▶ **Exercise description**: Starting with the first line below, extract each line through the one that contains "Detect the curly", inclusive, excluding pictures.
Material provided START
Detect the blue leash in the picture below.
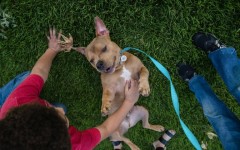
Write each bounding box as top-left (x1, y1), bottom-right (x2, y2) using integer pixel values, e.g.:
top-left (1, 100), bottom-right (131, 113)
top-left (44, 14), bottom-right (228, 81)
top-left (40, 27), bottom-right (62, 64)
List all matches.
top-left (121, 47), bottom-right (202, 150)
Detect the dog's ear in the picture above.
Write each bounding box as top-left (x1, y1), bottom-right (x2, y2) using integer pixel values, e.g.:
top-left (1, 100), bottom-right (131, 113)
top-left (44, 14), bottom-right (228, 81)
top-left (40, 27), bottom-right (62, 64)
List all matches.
top-left (94, 16), bottom-right (109, 36)
top-left (75, 47), bottom-right (86, 55)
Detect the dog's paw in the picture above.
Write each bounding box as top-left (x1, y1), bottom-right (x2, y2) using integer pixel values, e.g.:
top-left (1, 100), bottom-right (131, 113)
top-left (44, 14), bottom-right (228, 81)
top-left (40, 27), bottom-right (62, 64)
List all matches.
top-left (130, 145), bottom-right (140, 150)
top-left (101, 101), bottom-right (112, 116)
top-left (152, 125), bottom-right (165, 132)
top-left (138, 80), bottom-right (150, 97)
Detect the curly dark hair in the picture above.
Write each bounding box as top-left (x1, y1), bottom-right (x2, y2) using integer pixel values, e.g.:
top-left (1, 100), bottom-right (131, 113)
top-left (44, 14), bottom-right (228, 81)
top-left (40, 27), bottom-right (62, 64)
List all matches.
top-left (0, 103), bottom-right (71, 150)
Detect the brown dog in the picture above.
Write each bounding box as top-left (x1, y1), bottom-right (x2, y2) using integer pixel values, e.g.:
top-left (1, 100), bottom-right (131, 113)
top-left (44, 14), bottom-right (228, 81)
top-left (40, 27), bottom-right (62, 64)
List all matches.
top-left (75, 16), bottom-right (164, 150)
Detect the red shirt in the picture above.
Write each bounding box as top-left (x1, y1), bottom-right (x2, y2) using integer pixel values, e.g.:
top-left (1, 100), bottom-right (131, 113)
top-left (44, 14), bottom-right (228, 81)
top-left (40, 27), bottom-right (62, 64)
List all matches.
top-left (0, 74), bottom-right (101, 150)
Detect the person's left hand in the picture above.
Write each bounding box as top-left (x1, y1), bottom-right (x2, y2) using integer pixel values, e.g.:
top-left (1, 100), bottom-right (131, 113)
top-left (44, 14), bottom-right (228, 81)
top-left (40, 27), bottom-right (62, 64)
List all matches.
top-left (47, 28), bottom-right (61, 52)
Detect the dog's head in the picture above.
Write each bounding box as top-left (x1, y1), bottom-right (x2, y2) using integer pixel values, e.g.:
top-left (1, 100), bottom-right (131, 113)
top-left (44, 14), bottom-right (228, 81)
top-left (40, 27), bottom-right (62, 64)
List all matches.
top-left (78, 16), bottom-right (122, 74)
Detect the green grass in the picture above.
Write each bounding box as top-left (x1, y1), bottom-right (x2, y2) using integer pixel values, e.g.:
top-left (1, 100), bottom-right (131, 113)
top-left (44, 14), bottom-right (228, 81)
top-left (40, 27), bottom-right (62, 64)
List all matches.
top-left (1, 0), bottom-right (240, 149)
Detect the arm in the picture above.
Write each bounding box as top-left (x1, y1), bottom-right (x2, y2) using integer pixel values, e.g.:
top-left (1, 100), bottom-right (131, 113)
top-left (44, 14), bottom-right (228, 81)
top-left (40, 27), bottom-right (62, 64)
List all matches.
top-left (96, 79), bottom-right (140, 141)
top-left (31, 28), bottom-right (62, 82)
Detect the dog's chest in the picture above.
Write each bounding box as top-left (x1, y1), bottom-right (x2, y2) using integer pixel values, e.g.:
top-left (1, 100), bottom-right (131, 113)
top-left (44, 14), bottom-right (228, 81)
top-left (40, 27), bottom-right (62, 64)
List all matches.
top-left (120, 66), bottom-right (131, 81)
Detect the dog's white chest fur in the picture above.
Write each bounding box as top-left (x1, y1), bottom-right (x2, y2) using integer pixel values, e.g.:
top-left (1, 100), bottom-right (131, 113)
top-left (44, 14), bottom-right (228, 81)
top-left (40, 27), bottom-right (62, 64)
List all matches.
top-left (120, 66), bottom-right (131, 81)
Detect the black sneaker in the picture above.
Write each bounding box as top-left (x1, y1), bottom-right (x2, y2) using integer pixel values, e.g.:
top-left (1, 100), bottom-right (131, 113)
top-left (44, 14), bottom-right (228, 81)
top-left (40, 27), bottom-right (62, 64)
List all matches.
top-left (177, 63), bottom-right (196, 81)
top-left (192, 32), bottom-right (226, 53)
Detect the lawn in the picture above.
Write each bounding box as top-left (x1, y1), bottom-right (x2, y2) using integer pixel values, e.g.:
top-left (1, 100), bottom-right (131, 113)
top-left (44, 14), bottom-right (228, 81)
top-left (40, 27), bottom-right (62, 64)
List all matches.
top-left (1, 0), bottom-right (240, 149)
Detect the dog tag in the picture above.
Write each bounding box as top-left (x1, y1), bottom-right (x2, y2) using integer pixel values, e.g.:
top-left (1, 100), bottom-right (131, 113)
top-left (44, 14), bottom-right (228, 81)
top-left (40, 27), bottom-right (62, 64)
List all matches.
top-left (121, 55), bottom-right (127, 62)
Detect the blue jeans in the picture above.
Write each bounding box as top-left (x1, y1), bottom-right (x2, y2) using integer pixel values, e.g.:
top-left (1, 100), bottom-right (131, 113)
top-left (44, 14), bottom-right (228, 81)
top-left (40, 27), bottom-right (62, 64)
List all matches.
top-left (209, 47), bottom-right (240, 104)
top-left (0, 71), bottom-right (67, 114)
top-left (188, 47), bottom-right (240, 150)
top-left (0, 71), bottom-right (30, 106)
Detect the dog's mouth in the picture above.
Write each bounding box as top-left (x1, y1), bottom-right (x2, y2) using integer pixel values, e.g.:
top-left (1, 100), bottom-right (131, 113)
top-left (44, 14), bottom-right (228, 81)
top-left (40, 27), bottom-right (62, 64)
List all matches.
top-left (104, 62), bottom-right (116, 73)
top-left (96, 56), bottom-right (119, 74)
top-left (96, 62), bottom-right (116, 74)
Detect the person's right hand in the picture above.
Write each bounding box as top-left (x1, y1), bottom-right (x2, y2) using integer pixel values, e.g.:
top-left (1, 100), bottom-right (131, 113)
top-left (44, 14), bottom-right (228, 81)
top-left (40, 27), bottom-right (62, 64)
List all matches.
top-left (47, 28), bottom-right (61, 52)
top-left (124, 79), bottom-right (140, 104)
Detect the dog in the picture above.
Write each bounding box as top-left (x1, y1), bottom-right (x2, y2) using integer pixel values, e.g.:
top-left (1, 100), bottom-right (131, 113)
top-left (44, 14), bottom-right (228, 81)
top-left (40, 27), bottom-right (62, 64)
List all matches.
top-left (75, 16), bottom-right (164, 150)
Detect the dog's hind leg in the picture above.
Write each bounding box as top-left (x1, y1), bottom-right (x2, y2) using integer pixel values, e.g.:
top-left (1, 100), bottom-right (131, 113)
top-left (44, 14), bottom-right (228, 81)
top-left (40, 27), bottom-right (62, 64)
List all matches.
top-left (110, 127), bottom-right (140, 150)
top-left (110, 131), bottom-right (123, 150)
top-left (121, 136), bottom-right (140, 150)
top-left (138, 106), bottom-right (165, 132)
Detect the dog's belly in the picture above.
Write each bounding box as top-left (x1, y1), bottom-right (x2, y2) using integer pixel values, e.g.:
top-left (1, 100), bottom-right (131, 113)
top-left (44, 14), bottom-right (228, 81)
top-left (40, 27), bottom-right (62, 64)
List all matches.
top-left (108, 65), bottom-right (139, 114)
top-left (127, 106), bottom-right (146, 127)
top-left (109, 67), bottom-right (131, 114)
top-left (119, 106), bottom-right (146, 134)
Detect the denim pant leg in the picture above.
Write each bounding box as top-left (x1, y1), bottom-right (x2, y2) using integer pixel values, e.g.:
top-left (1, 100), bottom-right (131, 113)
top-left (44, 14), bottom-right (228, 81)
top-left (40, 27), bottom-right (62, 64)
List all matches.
top-left (189, 75), bottom-right (240, 150)
top-left (208, 47), bottom-right (240, 104)
top-left (0, 71), bottom-right (30, 106)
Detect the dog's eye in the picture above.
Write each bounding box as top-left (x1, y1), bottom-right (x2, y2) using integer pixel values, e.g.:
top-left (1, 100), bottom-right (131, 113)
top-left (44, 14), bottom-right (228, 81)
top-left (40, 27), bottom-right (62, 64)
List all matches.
top-left (102, 46), bottom-right (107, 52)
top-left (90, 59), bottom-right (94, 63)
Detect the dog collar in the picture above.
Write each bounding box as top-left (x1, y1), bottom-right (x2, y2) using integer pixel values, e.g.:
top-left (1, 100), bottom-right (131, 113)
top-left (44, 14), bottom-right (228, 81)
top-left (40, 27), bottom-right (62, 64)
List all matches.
top-left (119, 52), bottom-right (127, 65)
top-left (115, 53), bottom-right (126, 70)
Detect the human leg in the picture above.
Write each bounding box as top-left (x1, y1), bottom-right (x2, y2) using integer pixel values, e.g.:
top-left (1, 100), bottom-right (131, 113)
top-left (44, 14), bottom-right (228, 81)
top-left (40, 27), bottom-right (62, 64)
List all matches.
top-left (192, 32), bottom-right (240, 104)
top-left (0, 71), bottom-right (68, 114)
top-left (178, 63), bottom-right (240, 150)
top-left (208, 48), bottom-right (240, 103)
top-left (189, 75), bottom-right (240, 149)
top-left (0, 71), bottom-right (30, 106)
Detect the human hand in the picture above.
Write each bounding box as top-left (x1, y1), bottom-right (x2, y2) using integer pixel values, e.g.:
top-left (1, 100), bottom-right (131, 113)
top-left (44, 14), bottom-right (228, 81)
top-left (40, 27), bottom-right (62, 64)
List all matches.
top-left (47, 28), bottom-right (61, 52)
top-left (124, 79), bottom-right (140, 104)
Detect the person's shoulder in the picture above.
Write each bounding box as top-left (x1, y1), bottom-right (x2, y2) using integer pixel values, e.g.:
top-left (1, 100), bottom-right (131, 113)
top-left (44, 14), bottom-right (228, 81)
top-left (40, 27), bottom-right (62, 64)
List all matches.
top-left (28, 74), bottom-right (44, 83)
top-left (69, 126), bottom-right (101, 150)
top-left (17, 74), bottom-right (44, 91)
top-left (68, 126), bottom-right (100, 136)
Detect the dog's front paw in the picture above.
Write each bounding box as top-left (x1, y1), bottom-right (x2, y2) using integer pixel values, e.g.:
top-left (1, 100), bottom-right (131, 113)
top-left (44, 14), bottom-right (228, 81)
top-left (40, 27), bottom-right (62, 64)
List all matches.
top-left (138, 80), bottom-right (150, 97)
top-left (101, 101), bottom-right (112, 116)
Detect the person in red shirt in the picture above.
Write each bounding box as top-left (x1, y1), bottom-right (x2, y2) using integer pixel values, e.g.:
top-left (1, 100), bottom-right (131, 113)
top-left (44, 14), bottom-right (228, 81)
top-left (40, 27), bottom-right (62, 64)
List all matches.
top-left (0, 28), bottom-right (140, 150)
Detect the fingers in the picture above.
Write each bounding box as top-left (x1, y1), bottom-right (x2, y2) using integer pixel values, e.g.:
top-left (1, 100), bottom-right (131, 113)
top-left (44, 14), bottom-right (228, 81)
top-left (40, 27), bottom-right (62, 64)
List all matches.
top-left (52, 28), bottom-right (56, 38)
top-left (125, 79), bottom-right (138, 91)
top-left (57, 32), bottom-right (61, 41)
top-left (130, 79), bottom-right (137, 87)
top-left (124, 80), bottom-right (129, 91)
top-left (128, 80), bottom-right (131, 89)
top-left (48, 27), bottom-right (59, 39)
top-left (57, 29), bottom-right (62, 40)
top-left (124, 79), bottom-right (140, 103)
top-left (49, 28), bottom-right (53, 38)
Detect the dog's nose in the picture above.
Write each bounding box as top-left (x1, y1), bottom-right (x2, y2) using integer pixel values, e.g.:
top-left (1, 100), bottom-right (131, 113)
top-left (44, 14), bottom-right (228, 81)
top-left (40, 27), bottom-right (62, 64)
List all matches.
top-left (96, 60), bottom-right (104, 70)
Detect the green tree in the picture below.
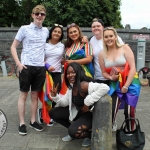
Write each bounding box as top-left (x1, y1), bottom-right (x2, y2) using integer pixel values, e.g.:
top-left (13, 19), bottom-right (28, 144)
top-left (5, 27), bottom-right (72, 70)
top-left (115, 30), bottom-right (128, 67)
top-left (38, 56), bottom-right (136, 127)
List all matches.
top-left (42, 0), bottom-right (123, 28)
top-left (0, 0), bottom-right (20, 27)
top-left (0, 0), bottom-right (123, 28)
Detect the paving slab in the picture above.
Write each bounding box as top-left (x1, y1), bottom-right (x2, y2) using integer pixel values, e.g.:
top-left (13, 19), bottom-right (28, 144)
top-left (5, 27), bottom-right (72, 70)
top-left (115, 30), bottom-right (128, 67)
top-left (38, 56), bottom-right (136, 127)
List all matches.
top-left (0, 76), bottom-right (150, 150)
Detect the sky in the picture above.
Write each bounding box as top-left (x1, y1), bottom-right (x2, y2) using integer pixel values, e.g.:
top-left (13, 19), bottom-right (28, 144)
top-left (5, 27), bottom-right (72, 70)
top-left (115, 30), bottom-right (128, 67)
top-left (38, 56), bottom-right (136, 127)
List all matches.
top-left (120, 0), bottom-right (150, 29)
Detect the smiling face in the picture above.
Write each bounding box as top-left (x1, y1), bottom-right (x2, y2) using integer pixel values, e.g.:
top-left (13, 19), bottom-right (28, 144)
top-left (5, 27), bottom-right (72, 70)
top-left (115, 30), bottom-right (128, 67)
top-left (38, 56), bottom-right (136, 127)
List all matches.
top-left (103, 29), bottom-right (117, 47)
top-left (51, 27), bottom-right (62, 42)
top-left (68, 27), bottom-right (80, 42)
top-left (31, 11), bottom-right (46, 26)
top-left (66, 66), bottom-right (76, 84)
top-left (91, 22), bottom-right (104, 37)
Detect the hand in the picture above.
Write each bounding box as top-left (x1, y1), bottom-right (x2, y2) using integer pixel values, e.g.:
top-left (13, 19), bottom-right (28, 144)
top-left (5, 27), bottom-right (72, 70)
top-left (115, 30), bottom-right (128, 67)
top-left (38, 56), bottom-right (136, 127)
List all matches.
top-left (112, 74), bottom-right (119, 81)
top-left (18, 63), bottom-right (27, 73)
top-left (67, 60), bottom-right (75, 64)
top-left (121, 86), bottom-right (128, 93)
top-left (61, 59), bottom-right (67, 65)
top-left (48, 66), bottom-right (55, 72)
top-left (82, 105), bottom-right (89, 113)
top-left (51, 83), bottom-right (59, 97)
top-left (82, 36), bottom-right (89, 43)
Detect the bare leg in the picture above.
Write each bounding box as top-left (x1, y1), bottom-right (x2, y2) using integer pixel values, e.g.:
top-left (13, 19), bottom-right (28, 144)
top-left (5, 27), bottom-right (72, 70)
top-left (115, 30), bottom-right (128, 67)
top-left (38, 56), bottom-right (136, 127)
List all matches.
top-left (30, 91), bottom-right (38, 123)
top-left (18, 92), bottom-right (28, 125)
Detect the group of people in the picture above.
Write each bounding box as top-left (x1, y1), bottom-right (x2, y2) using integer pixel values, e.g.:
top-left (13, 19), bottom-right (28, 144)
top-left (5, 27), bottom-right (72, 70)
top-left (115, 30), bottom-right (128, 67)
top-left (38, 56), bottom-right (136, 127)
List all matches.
top-left (10, 4), bottom-right (141, 147)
Material provided END
▶ **Task result**:
Detect the blue leash in the picture below.
Write each bounding box as top-left (x1, y1), bottom-right (x2, y2) using integer pixel values, e.g.:
top-left (1, 100), bottom-right (131, 113)
top-left (44, 14), bottom-right (228, 81)
top-left (40, 27), bottom-right (62, 64)
List all matches.
top-left (121, 47), bottom-right (202, 150)
Detect the dog's ear in the picture above.
Write each bounding box as top-left (x1, y1), bottom-right (x2, y2) using integer pixel values, e.g.:
top-left (1, 100), bottom-right (131, 113)
top-left (44, 14), bottom-right (228, 81)
top-left (40, 27), bottom-right (62, 64)
List all matches.
top-left (94, 16), bottom-right (109, 36)
top-left (75, 47), bottom-right (86, 55)
Detect the dog's paw in the picture above.
Write each bounding box as top-left (x1, y1), bottom-right (x2, y2) using integer pixel values, e.g.:
top-left (1, 100), bottom-right (131, 113)
top-left (44, 14), bottom-right (228, 81)
top-left (40, 27), bottom-right (62, 64)
List all matches.
top-left (130, 145), bottom-right (140, 150)
top-left (101, 101), bottom-right (112, 116)
top-left (152, 125), bottom-right (165, 132)
top-left (138, 80), bottom-right (150, 97)
Detect the curly dark hair in the picture above.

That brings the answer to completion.